INSTRUCTIONS FOR THE TASK:
Without any pictures, reproduce exactly the lines running from the line containing "[locate] clear sky" through the end of the entries.

═════ DATA IN THIS EXERCISE

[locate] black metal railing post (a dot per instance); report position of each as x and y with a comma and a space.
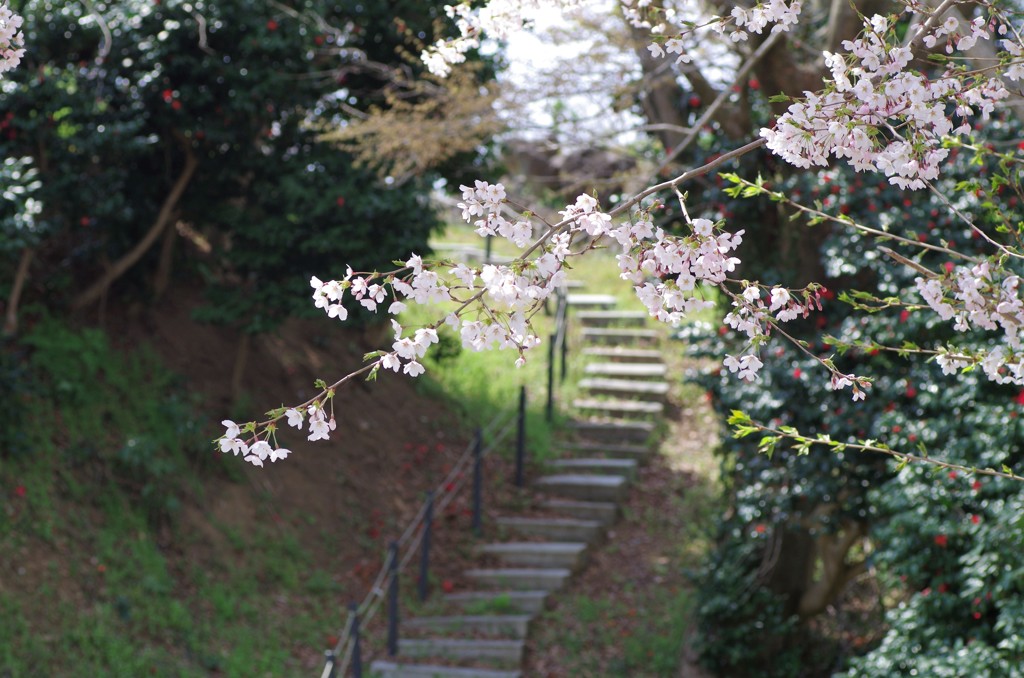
354, 636
428, 523
392, 600
330, 665
520, 438
563, 325
549, 411
477, 480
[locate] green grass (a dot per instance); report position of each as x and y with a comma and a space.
114, 446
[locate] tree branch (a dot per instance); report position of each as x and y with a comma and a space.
97, 289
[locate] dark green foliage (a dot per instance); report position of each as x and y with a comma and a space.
944, 546
242, 88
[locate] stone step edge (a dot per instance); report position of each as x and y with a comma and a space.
392, 670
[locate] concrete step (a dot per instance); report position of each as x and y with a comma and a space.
614, 407
602, 318
640, 453
458, 648
627, 370
499, 601
395, 670
538, 554
624, 467
613, 430
585, 486
624, 354
561, 530
602, 512
493, 625
646, 390
581, 300
521, 579
619, 336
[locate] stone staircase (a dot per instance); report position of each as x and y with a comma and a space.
482, 632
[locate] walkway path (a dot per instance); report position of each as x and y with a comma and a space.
482, 632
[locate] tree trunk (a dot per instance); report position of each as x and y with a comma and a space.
811, 571
164, 218
163, 278
14, 298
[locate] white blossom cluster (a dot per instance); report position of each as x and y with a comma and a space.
978, 297
256, 453
871, 91
11, 39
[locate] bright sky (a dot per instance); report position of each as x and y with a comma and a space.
538, 58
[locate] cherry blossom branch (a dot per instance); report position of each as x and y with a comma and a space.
758, 187
744, 426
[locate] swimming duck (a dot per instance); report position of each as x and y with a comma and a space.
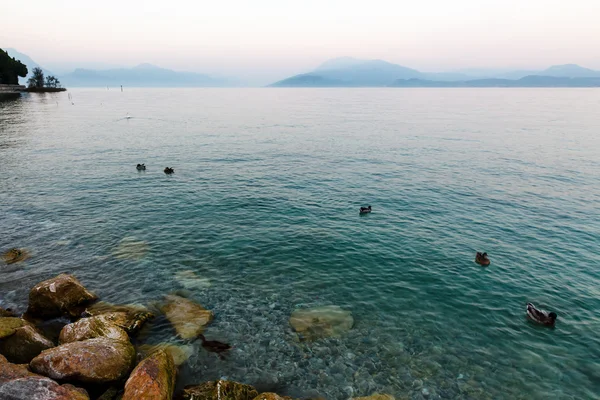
365, 210
482, 259
541, 316
214, 346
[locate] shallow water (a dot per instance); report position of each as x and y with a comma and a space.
263, 208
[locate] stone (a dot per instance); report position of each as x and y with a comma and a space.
271, 396
153, 378
321, 322
187, 317
18, 383
89, 328
15, 255
376, 396
131, 248
24, 344
97, 360
180, 353
220, 390
61, 295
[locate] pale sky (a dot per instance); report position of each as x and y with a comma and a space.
272, 39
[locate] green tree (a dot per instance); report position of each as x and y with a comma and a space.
51, 81
11, 69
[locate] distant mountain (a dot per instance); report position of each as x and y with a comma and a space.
352, 72
25, 59
144, 75
525, 82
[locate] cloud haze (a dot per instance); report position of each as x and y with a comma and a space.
264, 40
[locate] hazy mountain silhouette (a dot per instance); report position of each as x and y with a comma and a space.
143, 75
352, 72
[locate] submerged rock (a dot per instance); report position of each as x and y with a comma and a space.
180, 353
376, 396
220, 390
61, 295
15, 255
321, 322
131, 248
17, 383
187, 317
25, 343
190, 280
153, 378
96, 360
89, 328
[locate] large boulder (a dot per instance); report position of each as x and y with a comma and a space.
25, 342
89, 328
17, 383
187, 317
153, 378
97, 360
220, 390
320, 322
61, 295
180, 353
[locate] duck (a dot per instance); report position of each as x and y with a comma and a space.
214, 346
482, 259
541, 316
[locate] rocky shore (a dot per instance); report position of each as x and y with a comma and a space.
94, 351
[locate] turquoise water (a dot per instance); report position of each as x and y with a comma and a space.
264, 206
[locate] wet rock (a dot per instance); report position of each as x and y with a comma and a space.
220, 390
15, 255
131, 248
61, 295
321, 322
17, 383
25, 343
7, 312
180, 353
96, 360
187, 317
376, 396
271, 396
153, 378
89, 328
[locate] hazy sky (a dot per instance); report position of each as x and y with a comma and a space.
270, 39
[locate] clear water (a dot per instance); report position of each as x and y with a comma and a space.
264, 204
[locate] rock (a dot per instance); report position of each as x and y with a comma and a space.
271, 396
96, 360
180, 353
57, 296
321, 322
190, 280
89, 328
187, 317
25, 343
6, 313
153, 378
131, 248
376, 396
220, 390
17, 383
15, 255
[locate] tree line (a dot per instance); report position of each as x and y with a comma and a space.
11, 69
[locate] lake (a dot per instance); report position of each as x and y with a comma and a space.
261, 218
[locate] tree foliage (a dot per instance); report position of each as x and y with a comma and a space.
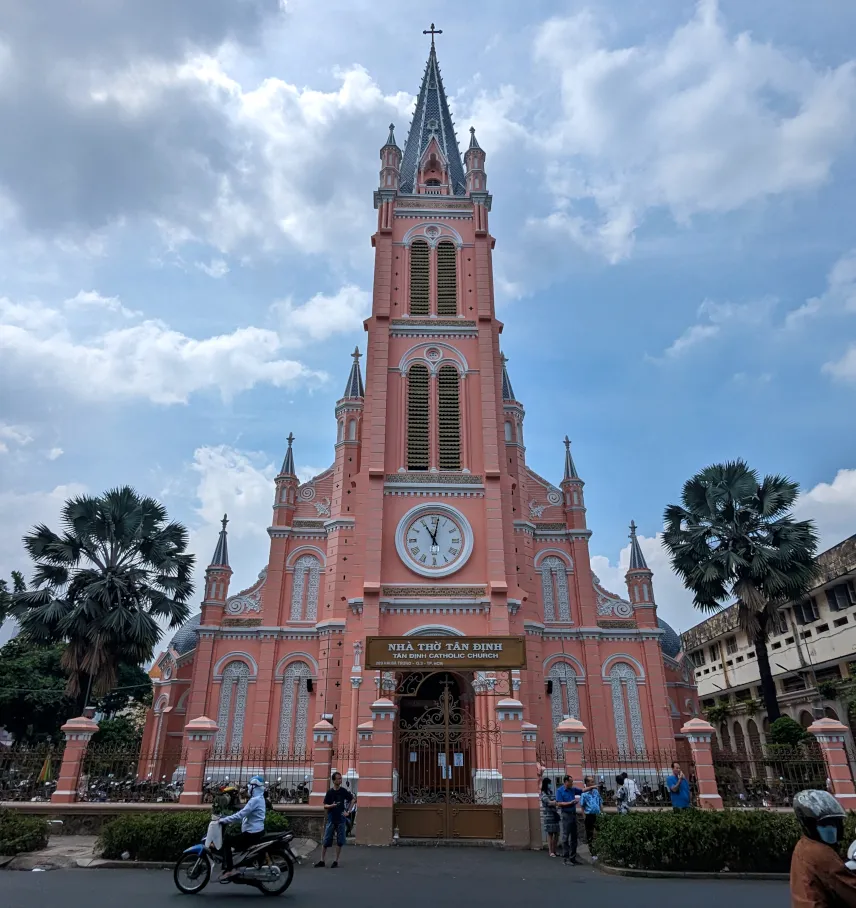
733, 538
103, 583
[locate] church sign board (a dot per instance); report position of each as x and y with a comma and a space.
482, 653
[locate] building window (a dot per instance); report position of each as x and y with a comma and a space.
447, 279
554, 589
564, 698
418, 448
841, 596
304, 590
233, 707
625, 704
806, 611
419, 279
294, 711
449, 418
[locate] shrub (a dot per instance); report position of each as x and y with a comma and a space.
20, 832
699, 840
163, 836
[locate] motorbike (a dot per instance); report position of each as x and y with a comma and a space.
268, 865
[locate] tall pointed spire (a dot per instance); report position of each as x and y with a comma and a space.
637, 559
354, 387
507, 390
288, 463
221, 553
432, 119
570, 466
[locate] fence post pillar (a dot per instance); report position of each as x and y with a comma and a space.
322, 760
699, 734
515, 798
831, 736
375, 822
571, 733
78, 733
198, 735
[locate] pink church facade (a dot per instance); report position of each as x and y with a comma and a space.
427, 523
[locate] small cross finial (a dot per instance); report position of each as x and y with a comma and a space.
432, 31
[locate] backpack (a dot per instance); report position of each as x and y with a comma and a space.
632, 791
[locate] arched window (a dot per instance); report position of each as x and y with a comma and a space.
447, 279
233, 707
449, 418
625, 704
304, 590
564, 698
418, 447
419, 280
554, 589
294, 712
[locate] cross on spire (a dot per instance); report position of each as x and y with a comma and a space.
432, 31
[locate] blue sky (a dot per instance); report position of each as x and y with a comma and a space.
185, 210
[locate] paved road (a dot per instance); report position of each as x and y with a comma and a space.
406, 877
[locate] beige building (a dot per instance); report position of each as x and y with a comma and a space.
812, 651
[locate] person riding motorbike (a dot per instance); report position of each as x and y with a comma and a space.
819, 878
252, 817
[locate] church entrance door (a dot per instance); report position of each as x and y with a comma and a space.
449, 786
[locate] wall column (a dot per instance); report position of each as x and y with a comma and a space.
376, 785
699, 734
832, 735
78, 732
198, 735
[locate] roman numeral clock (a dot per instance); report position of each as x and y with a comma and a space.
434, 539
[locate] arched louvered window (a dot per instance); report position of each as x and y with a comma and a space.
449, 418
447, 279
419, 281
418, 448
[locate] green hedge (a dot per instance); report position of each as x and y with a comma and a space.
20, 832
163, 836
739, 841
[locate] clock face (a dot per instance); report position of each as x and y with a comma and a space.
434, 541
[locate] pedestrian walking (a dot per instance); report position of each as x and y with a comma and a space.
567, 798
338, 802
679, 788
591, 803
550, 816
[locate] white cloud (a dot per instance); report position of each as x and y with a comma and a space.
840, 294
323, 315
13, 435
832, 505
216, 268
704, 122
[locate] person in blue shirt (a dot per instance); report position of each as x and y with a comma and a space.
591, 803
679, 788
567, 798
252, 817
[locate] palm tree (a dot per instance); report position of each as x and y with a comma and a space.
103, 584
733, 538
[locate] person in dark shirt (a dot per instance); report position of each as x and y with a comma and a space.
567, 798
338, 803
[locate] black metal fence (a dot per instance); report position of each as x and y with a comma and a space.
29, 773
130, 775
770, 775
288, 775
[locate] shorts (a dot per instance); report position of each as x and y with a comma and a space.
337, 827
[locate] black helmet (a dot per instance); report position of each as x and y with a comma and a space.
820, 815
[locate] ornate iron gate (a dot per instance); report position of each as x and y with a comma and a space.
449, 785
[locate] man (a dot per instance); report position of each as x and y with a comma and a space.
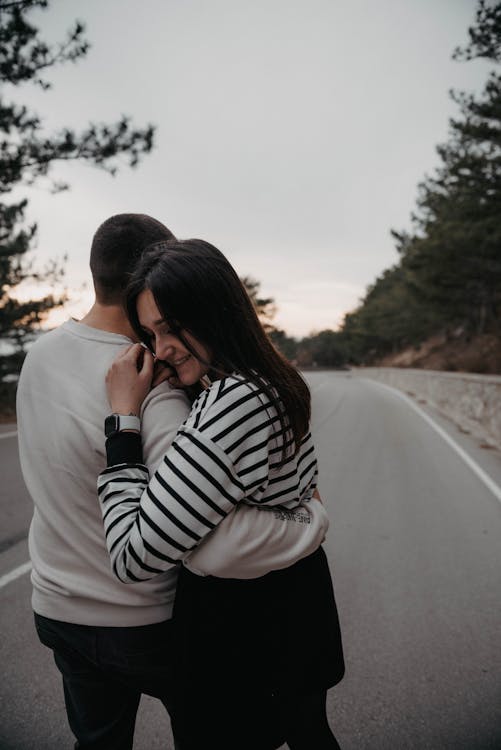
111, 642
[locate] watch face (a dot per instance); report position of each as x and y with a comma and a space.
110, 425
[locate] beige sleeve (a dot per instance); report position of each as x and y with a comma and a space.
252, 541
162, 413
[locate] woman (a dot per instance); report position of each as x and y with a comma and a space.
256, 657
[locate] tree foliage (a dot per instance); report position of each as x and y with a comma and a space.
27, 154
449, 272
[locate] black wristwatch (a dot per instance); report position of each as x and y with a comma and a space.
118, 422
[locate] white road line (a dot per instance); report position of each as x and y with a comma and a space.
481, 474
8, 434
16, 573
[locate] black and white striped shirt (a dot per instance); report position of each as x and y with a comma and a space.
228, 450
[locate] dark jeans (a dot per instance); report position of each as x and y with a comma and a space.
105, 671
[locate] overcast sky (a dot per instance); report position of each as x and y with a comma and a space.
291, 134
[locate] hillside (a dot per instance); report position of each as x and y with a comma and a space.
455, 353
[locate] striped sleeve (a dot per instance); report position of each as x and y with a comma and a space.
151, 525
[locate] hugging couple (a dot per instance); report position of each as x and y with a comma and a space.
194, 573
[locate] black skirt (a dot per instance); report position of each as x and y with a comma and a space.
245, 639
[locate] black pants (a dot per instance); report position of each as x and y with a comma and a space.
255, 656
105, 671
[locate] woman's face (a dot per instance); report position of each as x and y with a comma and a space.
167, 345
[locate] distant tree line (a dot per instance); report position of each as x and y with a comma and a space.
448, 276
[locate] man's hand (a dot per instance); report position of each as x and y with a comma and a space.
129, 379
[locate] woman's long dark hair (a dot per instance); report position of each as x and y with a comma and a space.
197, 291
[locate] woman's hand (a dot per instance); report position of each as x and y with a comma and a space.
129, 379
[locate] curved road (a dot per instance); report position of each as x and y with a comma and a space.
415, 550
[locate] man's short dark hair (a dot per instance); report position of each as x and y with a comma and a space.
116, 247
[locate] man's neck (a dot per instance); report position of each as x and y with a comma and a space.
109, 318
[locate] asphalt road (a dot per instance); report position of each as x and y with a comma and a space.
415, 551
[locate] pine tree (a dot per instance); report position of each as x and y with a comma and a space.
27, 154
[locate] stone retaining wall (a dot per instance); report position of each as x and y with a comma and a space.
473, 402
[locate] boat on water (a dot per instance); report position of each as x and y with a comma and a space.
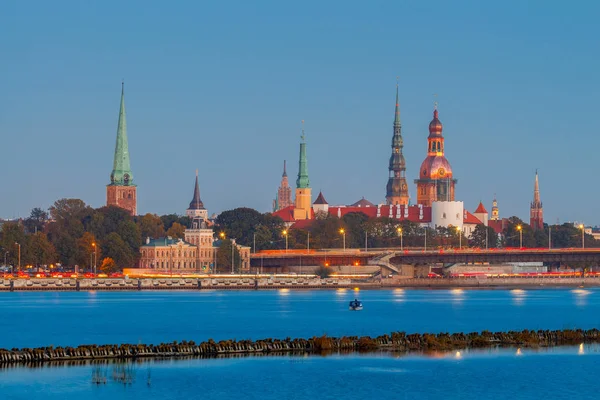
355, 305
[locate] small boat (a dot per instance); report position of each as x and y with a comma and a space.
355, 305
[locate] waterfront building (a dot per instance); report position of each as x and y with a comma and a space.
397, 189
435, 182
168, 255
121, 191
302, 208
536, 211
284, 193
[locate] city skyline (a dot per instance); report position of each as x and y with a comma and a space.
239, 141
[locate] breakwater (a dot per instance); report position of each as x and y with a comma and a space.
179, 283
396, 341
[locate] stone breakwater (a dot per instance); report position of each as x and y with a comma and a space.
183, 283
396, 341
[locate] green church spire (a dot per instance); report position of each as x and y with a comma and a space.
121, 174
302, 182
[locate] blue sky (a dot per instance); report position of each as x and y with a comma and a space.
222, 87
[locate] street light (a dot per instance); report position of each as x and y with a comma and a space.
19, 262
401, 238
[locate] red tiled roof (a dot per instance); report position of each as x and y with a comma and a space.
469, 218
415, 213
480, 209
498, 225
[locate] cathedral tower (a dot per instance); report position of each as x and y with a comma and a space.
435, 182
397, 190
121, 191
284, 193
495, 212
536, 212
303, 204
196, 210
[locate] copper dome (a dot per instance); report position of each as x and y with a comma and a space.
435, 126
435, 167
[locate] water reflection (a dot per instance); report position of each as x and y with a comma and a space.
581, 296
518, 296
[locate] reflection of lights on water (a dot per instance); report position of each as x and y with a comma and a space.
581, 292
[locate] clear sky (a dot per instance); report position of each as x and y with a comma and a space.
222, 86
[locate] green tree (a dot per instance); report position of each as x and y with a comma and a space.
36, 221
176, 231
224, 257
151, 226
41, 251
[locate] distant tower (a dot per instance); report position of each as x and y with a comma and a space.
284, 193
435, 181
121, 191
396, 189
495, 213
196, 210
303, 191
536, 211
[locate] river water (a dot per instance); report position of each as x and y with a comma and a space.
31, 319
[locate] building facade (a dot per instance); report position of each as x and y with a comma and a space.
168, 255
284, 193
536, 211
436, 182
397, 189
121, 191
303, 202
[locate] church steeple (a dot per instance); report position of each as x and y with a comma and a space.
397, 189
302, 181
536, 211
121, 191
302, 209
121, 173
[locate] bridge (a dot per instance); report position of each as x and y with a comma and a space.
391, 258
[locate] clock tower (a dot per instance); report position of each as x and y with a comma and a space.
435, 182
121, 191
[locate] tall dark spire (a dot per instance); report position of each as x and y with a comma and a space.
121, 173
196, 203
397, 189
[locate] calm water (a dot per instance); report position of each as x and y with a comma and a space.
40, 319
556, 374
33, 319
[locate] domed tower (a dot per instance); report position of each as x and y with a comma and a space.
435, 182
397, 189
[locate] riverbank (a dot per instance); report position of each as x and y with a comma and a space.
274, 282
396, 341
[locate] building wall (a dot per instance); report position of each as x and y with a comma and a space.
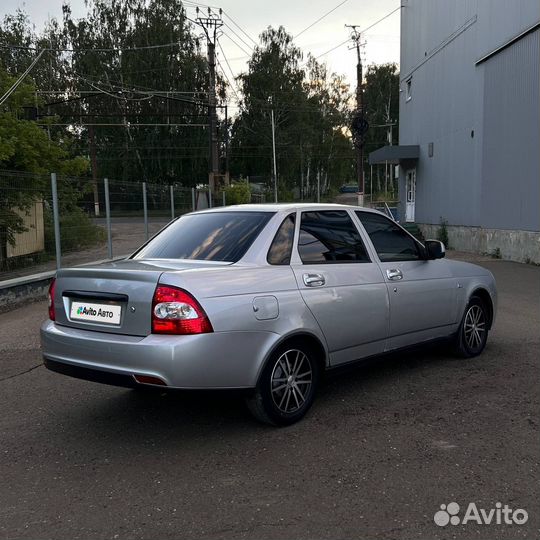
482, 119
510, 194
32, 240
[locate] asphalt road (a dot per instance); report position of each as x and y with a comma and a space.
384, 446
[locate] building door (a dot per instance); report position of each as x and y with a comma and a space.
410, 194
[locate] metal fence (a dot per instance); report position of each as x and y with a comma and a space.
50, 221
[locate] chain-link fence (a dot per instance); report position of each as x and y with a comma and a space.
48, 221
52, 221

══════════

OUTPUT FOR THIS TASK:
[locate] clear sky (a dot per instance); report position of each as x and y with a comma and a space.
222, 86
[locate] green tree (a dot per instance); report position of each as x and y with a comma and a space.
36, 221
176, 231
224, 257
151, 226
41, 251
[locate] distant tower (a dot per instance); report position of each as x and y with a comma and a space.
284, 193
435, 181
121, 191
396, 189
495, 213
196, 210
303, 191
536, 211
[locate] river water (a dot per instance); report position of each as x and y with a comma and a space.
31, 319
[locate] building facade (a dot per instance); report position of each as x and y with a comma and a space.
168, 255
284, 193
536, 211
436, 182
397, 189
121, 191
303, 202
[locate] church steeple (a dot per instance); report position of each as x and y with a comma and a space.
397, 189
302, 181
536, 211
121, 191
302, 209
121, 173
[locate] bridge (a dot per instance); report position of each as x and y with a comma and a space.
391, 258
[locate] clock tower (a dot per instance); report position of each as x and y with a comma and a space.
435, 182
121, 191
[locate] tall dark spire (a dot per instance); report position of each as x and y with a comma and a space.
121, 173
196, 203
397, 189
[locate] calm water (a dot per instance); report position of each as x and y with a comma and a space.
40, 319
556, 374
33, 319
[locate] domed tower (a dot per instance); report position of each as x and y with a comma and a space.
435, 182
397, 189
[locate] riverbank (a dot per instance); report position of each as x and y with a comma and a space.
274, 282
396, 341
[locate] building wall (a dot per instance); report position of each as x and y with a comma and a space.
482, 119
510, 194
32, 240
[locate] asphalt road (a dot per instance); report position of each as x and y with a comma and a space.
384, 446
[locate] building door (a dot per instance); report position of each as x and y with a comma and a space.
410, 194
[locate] metal fence (a dot per instance); report position of each as x and y with a comma and a space.
50, 221
[locate] chain-link fence (a dot per instance); report position of each as x and y with a comma and a space.
48, 221
52, 221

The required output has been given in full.